▶ 課題一覧:
**A.** ヴェスヴィオ火山に関する記事のうち、「研究の詳細は、1月22日付けで「The New England」から「いずれにせよ、自然の恐ろしさは今も昔も変わりませんね。」までの部分を一字一句違えずに書き写してください。
**B.** ヴェスヴィオ火山に関する記事を読み、次の問いにそれぞれ答えてください。
(i) ガラス化した脳が見つかった遺体は、何年代に発見されたものですか。
(ii) 研究の詳細は、何という学術誌に掲載されましたか。
(iii) 遺体の側にあった木片は、摂氏何度を越える火山熱に晒されていたことが判明しましたか。
**C.** ヴェスヴィオ火山に関する記事の内容を二文で要約してください。

▶ 読解用本文:

"""

西暦79年に起きたヴェスヴィオ火山の大噴火は、ポンペイやヘルクラネウムといった古代ローマの町を一瞬で破壊しました。猛然と迫る溶岩流に、人々は逃げる暇もなく、多くの人命が犠牲になっています。
以来、火山灰から出土した犠牲者の遺体は、現在でも調査が続いており、火山の恐ろしさを物語っています。
そして今回、フェデリコ2世・ナポリ大学の研究により、遺体の中からガラス化した脳組織が発見されました。
考古学調査において、脳が見つかることは滅多にありません。脳組織の脂肪分が時間とともに溶解してしまうためです。しかも、今回のようにガラス化した脳が発見されたのは初めてのケースだといいます。
研究の詳細は、1月22日付けで「The New England Journal of Medicine」に掲載されました。
https://www.nejm.org/doi/full/10.1056/NEJMc1909867
火山熱で脳が蒸発した⁈
ガラス化した脳が見つかった遺体は、1960年代に発見されたものです。調査によると、遺体は25歳ほどの男性で、発見時は木製のベッドにうつ伏せで横たわっていました。溶岩流に襲われた際は眠っていたのでしょう。
研究チームは、その遺体の頭蓋骨の内側に、黒く光る破片がくっついているのを発見しました。
分析してみると、破片の中に人の脳領域に存在するタンパク質が発見されました。そのタンパク質は、例えば、意思判断を行う大脳皮質や感情処理にとって重要な扁桃体に含まれています。
脳組織がガラス化した経緯について、研究主任のピエル・パオロ・ペトロン氏は、次のように説明します。
「遺体の側にあった木片を調べると、摂氏520度を越える火山熱に晒されていたことが判明しました。おそらく、この火山熱により、血液や脳の髄液、軟組織が爆発に近いような蒸発を起こし、瞬時に溶けたと思われます。その後、溶けた脳が急速に冷えたことで固まり、ガラス化(Vitrification)を引き起こしたのでしょう」
男性は眠っている間に、極度の高熱に晒され即死したのでしょうが、他にも空から降り注ぐ砕石物に打たれたり、火山灰の有毒ガスを吸って苦しい死を迎えた人もたくさんいます。
いずれにせよ、自然の恐ろしさは今も昔も変わりませんね。

"""

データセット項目

"""

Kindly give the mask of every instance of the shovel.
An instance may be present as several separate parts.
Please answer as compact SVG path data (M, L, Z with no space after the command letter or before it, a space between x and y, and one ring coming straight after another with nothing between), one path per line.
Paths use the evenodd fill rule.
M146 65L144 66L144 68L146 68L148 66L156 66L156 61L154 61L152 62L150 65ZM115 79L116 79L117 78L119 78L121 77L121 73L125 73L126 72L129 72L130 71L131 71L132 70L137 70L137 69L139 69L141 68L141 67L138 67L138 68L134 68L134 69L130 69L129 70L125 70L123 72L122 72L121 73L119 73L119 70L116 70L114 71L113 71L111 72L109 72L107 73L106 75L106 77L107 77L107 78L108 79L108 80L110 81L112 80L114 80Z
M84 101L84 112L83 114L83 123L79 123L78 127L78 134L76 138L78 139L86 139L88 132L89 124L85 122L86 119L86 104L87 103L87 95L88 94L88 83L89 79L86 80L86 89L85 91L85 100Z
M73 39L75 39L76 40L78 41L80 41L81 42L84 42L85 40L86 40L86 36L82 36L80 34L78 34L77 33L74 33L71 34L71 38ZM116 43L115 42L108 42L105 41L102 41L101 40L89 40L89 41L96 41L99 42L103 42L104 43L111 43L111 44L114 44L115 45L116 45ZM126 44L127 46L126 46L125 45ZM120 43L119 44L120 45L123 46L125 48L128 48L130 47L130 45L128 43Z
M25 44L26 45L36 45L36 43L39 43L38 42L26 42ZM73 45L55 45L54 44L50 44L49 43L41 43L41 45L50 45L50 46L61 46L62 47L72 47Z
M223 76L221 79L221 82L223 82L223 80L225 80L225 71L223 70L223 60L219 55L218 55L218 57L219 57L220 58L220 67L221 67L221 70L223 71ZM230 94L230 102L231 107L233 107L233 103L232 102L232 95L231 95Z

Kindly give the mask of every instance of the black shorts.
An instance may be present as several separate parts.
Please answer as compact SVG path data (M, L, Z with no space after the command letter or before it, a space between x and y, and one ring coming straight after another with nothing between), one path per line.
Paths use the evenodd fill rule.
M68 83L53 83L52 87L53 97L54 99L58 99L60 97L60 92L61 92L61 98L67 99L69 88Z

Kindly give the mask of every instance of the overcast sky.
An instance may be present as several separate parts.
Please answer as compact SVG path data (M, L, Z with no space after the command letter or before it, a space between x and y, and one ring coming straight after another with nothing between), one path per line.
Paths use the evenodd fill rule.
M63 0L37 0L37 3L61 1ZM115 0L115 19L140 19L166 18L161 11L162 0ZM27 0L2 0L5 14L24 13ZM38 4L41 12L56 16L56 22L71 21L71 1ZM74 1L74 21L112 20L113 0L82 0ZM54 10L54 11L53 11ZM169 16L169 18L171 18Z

"""

▶ 想定解答:
**A.**
研究の詳細は、1月22日付けで「The New England Journal of Medicine」に掲載されました。
https://www.nejm.org/doi/full/10.1056/NEJMc1909867
火山熱で脳が蒸発した⁈
ガラス化した脳が見つかった遺体は、1960年代に発見されたものです。調査によると、遺体は25歳ほどの男性で、発見時は木製のベッドにうつ伏せで横たわっていました。溶岩流に襲われた際は眠っていたのでしょう。
研究チームは、その遺体の頭蓋骨の内側に、黒く光る破片がくっついているのを発見しました。
分析してみると、破片の中に人の脳領域に存在するタンパク質が発見されました。そのタンパク質は、例えば、意思判断を行う大脳皮質や感情処理にとって重要な扁桃体に含まれています。
脳組織がガラス化した経緯について、研究主任のピエル・パオロ・ペトロン氏は、次のように説明します。
「遺体の側にあった木片を調べると、摂氏520度を越える火山熱に晒されていたことが判明しました。おそらく、この火山熱により、血液や脳の髄液、軟組織が爆発に近いような蒸発を起こし、瞬時に溶けたと思われます。その後、溶けた脳が急速に冷えたことで固まり、ガラス化(Vitrification)を引き起こしたのでしょう」
男性は眠っている間に、極度の高熱に晒され即死したのでしょうが、他にも空から降り注ぐ砕石物に打たれたり、火山灰の有毒ガスを吸って苦しい死を迎えた人もたくさんいます。
いずれにせよ、自然の恐ろしさは今も昔も変わりませんね。

**B.**
(i) 1960年代
(ii) The New England Journal of Medicine
(iii) 摂氏520度

**C.** 西暦79年のヴェスヴィオ火山の大噴火で犠牲になった25歳ほどの男性の遺体から、フェデリコ2世・ナポリ大学の研究により、ガラス化した脳組織が初めて発見されました。研究主任のピエル・パオロ・ペトロン氏によれば、摂氏520度を越える火山熱で脳が瞬時に溶け、その後急速に冷えて固まったことでガラス化したと考えられます。